Setup your own hydroMazing

Setup and Use hydroMazing

  • The Controller ( Arduino Nano Expansion Board with nRF24L01 and DHT sensor ) uses 433MHz Transmitter to send codes to remote-controlled AC Outlets or can connect directly via a transistor, MOSFET, or relay.

 

  • Raspberry Pi Web Services Module ( with nRF24L01 ).

 

  • Optional The Advanced Controller ( Arduino Nano Expansion Board with nRF24L01 and uses 433MHz Transmitter to send codes to remote-controlled AC Outlets or can connect directly via a transistor, MOSFET, or relay.  Supports additional sensors:  E.C., pH, Light Intensity, more floats and flow-rate sensors.

 

  • Optional Web-Camera using Raspberry Pi ( with USB Web-Camera ).

 

  • Optional Zone/Node Controller(s) ( Arduino Pro-Mini with nRF24L01 connects directly via a transistor, MOSFET, or relay.  These units are solar-powered with a battery backup.  Also, supports additional soil-moisture sensors.

 

  • Optional The Monitor (Arduino Nano Expansion Board with nRF24L01 ) connected to an Arduino Uno with LCD w/ Buttons Shield.

Each module requires a standard 5 volts power source such as USB.

Setup hydroMazing

Plug-in appliances to their corresponding remote controlled AC switch units:

  1. Intake Ventilation Fan
  2. Exhaust Ventilation Fan
  3. Humidifier / Other
  4. Heater / Additional Lighting
  5. Pump(s)
  • Install the hydroMazing Controller Unit inside the growing area.
  • Provide power to the controller and monitoring devices.

hydroMazing’s default sensors:

  • DHT ( Temperature and Humidity ) Sensor
  • Dallas Temperature Probe Water Temperature Sensor
  • Flow Rate Sensor
  • Float Switch – Low water level
  • Float Switch – High water level

The hydroMazing controller is designed to operate ventilation fans for air circulation, water pumps, occasionally a humidifier, heaters, or any other appliance that is necessary to maintain an ideal environment for plants to grow.  Monitoring and controlling the system is mostly done for us, but when the hydroMazing needs to alert us to a problem it can by using the Raspberry Pi.

Using float switches:

  1. Top float switch used to indicate vessel is full of liquid.
  2. Middle float switch provides warning or triggers a pump to refill.
  3. Bottom float switch turns off pumps and notifies attendant that vessel is out of liquid.

Using the flow sensor’s data we can determine the flow rate of the liquid being pumped.

Hook Up Your Raspberry Pi

Connecting all your devices to the Raspberry Pi is very easy, but you want to do it in a specific order so it can recognize all your devices when it boots up. First, connect your HDMI cable to your Raspberry Pi and your monitor, then connect your USB devices. If you’re using an ethernet cable to connect to your router, go ahead and connect that as well.  Finally, once everything is connected, go ahead and plug in your power adapter. The Raspberry Pi does not have a power switch, so once you connect the power adapter, it’ll turn on all by itself.

- _The tasks_
a) In the hydroMazing setup guide, replace "power adapter" with "power supply" in the part that opens with "3. Bottom float" and closes with "all by itself.", and write out that part with the change made.
b) Output, without any change, the part of the records that opens with the line containing "girl's ear, given" and closes with the line containing "[[558, 293], [1140, 688]]". Include both of those lines.

- _Extracted records_
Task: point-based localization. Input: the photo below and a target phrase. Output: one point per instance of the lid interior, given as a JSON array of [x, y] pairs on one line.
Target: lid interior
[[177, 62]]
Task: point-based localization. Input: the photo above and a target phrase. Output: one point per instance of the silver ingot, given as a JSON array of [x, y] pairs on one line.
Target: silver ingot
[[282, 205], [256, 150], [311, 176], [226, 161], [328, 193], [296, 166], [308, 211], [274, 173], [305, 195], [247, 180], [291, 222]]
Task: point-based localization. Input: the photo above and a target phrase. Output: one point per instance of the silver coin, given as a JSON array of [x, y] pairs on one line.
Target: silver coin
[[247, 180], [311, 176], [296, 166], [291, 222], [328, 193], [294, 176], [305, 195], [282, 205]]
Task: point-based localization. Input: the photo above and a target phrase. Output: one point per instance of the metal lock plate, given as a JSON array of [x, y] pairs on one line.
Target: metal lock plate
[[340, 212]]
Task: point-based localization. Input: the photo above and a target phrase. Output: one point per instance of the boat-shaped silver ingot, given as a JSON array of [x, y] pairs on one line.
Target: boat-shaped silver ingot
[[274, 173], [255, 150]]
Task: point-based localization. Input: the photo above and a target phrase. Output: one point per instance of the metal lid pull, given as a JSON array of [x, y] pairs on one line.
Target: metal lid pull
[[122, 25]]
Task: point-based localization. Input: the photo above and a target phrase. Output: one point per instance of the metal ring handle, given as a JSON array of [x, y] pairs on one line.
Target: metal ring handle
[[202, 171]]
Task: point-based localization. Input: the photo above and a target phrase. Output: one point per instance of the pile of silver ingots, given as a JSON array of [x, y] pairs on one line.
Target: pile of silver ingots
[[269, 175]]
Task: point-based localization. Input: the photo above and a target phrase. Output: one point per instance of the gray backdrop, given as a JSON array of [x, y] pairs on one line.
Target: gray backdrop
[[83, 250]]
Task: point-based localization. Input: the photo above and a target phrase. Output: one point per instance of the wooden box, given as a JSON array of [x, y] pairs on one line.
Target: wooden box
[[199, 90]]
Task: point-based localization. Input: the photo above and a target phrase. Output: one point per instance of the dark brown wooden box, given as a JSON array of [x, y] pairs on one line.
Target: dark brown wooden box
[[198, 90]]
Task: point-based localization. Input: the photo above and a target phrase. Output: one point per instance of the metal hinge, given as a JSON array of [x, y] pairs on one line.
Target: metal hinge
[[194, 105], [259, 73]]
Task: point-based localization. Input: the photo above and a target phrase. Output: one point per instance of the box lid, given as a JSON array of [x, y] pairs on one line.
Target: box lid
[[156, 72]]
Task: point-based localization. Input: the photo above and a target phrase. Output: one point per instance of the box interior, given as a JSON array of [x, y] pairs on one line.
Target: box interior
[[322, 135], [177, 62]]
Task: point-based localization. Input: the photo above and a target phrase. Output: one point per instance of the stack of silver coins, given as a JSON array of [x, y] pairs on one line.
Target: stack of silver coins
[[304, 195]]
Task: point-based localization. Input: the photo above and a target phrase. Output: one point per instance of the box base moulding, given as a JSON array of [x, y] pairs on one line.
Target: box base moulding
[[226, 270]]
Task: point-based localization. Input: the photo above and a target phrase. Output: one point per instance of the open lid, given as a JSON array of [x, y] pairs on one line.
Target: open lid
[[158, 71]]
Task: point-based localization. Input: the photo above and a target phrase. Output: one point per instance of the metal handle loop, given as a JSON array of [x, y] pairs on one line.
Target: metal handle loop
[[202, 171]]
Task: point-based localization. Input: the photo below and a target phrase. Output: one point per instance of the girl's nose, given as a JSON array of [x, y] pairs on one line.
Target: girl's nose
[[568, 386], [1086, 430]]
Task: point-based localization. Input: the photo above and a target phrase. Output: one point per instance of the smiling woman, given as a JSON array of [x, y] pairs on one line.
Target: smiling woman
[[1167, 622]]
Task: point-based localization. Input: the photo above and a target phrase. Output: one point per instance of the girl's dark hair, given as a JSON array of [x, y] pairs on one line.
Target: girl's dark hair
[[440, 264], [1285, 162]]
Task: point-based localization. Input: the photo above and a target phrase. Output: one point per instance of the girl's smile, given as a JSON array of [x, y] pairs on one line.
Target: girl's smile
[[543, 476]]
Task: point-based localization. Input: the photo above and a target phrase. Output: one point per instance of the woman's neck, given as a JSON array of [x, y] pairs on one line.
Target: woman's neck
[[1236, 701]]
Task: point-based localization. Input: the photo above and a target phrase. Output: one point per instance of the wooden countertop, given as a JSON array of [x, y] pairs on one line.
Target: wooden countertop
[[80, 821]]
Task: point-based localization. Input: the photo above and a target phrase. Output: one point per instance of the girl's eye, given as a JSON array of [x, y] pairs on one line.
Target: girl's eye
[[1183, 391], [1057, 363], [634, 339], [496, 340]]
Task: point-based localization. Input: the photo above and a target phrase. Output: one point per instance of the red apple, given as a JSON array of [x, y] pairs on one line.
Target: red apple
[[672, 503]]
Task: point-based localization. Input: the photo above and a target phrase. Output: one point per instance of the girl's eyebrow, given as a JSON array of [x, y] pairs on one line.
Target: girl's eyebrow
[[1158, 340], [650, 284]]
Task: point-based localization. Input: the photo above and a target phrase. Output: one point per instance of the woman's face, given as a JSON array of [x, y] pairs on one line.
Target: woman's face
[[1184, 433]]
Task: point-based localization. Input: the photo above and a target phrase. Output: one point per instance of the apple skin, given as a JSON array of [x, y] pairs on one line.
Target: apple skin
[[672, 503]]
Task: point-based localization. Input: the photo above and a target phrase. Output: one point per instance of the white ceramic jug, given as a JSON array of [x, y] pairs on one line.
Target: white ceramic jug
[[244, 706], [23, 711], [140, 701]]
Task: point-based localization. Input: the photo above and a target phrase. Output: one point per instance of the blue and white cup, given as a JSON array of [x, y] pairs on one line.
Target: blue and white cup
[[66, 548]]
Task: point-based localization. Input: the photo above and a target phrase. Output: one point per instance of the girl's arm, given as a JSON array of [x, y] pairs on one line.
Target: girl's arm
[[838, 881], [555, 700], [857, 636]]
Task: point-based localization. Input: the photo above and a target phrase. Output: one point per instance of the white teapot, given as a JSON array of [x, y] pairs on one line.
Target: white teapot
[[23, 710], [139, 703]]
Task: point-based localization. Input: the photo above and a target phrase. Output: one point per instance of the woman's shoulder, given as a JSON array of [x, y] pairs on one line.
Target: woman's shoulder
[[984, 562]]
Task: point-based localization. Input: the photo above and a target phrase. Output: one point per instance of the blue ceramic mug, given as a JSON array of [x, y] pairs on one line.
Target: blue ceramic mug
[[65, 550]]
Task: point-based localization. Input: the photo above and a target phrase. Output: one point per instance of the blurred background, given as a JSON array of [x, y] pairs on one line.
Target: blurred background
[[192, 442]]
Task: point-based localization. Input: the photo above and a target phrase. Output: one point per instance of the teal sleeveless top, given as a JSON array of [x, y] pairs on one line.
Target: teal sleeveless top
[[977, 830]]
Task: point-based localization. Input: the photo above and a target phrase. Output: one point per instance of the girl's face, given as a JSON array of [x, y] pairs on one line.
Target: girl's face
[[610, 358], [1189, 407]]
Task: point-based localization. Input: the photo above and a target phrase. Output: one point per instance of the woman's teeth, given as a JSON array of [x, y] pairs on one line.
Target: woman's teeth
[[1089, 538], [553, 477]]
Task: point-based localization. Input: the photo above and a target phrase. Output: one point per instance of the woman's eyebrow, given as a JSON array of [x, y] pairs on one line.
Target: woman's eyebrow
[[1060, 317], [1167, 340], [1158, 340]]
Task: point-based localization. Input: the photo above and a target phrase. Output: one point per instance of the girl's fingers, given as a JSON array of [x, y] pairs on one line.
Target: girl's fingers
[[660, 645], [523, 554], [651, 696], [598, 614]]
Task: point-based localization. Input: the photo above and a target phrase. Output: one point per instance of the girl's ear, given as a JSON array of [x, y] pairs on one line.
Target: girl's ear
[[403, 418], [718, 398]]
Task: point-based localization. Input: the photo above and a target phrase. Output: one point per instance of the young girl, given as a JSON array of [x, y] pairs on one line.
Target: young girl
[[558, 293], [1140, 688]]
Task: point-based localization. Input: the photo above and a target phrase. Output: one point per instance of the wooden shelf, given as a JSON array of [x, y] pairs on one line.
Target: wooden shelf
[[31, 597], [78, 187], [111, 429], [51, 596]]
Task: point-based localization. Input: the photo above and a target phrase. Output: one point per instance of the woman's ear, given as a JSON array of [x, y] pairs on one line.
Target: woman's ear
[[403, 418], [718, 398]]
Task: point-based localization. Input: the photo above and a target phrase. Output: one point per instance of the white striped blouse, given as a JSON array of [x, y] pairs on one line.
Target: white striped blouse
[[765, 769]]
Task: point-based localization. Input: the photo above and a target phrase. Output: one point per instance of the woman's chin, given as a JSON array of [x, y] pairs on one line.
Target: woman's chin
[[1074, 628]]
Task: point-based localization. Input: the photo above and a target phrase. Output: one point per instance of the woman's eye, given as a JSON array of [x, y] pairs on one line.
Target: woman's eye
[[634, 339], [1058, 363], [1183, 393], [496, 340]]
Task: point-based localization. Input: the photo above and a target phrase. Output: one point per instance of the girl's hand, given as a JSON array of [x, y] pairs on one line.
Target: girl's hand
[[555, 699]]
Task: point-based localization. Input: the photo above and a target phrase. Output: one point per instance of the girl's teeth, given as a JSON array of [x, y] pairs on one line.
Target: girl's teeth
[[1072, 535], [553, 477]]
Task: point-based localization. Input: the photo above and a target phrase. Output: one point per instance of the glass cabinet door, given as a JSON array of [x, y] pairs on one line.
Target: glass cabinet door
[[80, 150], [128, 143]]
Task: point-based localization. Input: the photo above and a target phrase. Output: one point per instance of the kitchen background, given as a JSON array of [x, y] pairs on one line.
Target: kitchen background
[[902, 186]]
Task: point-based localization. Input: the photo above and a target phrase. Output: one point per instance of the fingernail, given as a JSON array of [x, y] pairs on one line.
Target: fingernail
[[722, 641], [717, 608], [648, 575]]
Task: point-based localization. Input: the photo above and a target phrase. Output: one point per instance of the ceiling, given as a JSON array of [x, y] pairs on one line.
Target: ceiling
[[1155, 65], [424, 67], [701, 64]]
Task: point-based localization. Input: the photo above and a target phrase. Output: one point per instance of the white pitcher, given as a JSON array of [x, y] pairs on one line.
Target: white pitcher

- _The solutions_
a)
3. Bottom float switch turns off pumps and notifies attendant that vessel is out of liquid.

Using the flow sensor’s data we can determine the flow rate of the liquid being pumped.

Hook Up Your Raspberry Pi

Connecting all your devices to the Raspberry Pi is very easy, but you want to do it in a specific order so it can recognize all your devices when it boots up. First, connect your HDMI cable to your Raspberry Pi and your monitor, then connect your USB devices. If you’re using an ethernet cable to connect to your router, go ahead and connect that as well.  Finally, once everything is connected, go ahead and plug in your power supply. The Raspberry Pi does not have a power switch, so once you connect the power supply, it’ll turn on all by itself.

b)
Task: point-based localization. Input: the photo above and a target phrase. Output: one point per instance of the girl's ear, given as a JSON array of [x, y] pairs on one line.
Target: girl's ear
[[403, 418], [718, 398]]
Task: point-based localization. Input: the photo above and a target phrase. Output: one point per instance of the young girl, given as a JSON array of [x, y] pairs on one line.
Target: young girl
[[558, 293], [1140, 688]]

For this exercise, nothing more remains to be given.